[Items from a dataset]
----

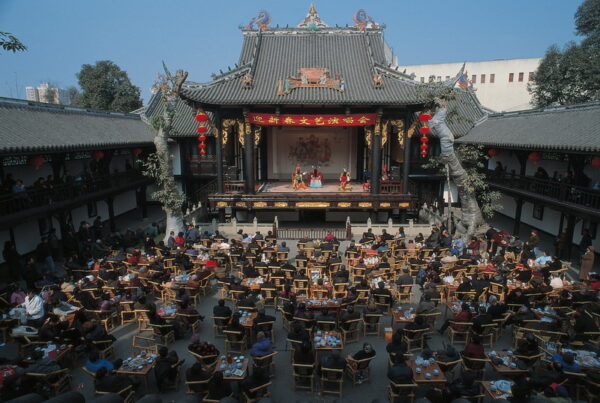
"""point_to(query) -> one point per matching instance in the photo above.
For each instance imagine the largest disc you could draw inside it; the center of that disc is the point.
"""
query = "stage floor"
(286, 187)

----

**Work to do:**
Render the items above as a two-column CSV with the headers "prompt" and "target" and one row per item. Put each item's text and its answer in separate quoted fields, replace line breaks with spaces, and omit the pictures.

**Task solution:**
prompt,target
"""""""point_to(query) -> one point per matching instance in the photo above. For each instance imagine the largest disc you could draw inside it; the center of that disc is the point. """""" query = ""stage floor""","(286, 187)"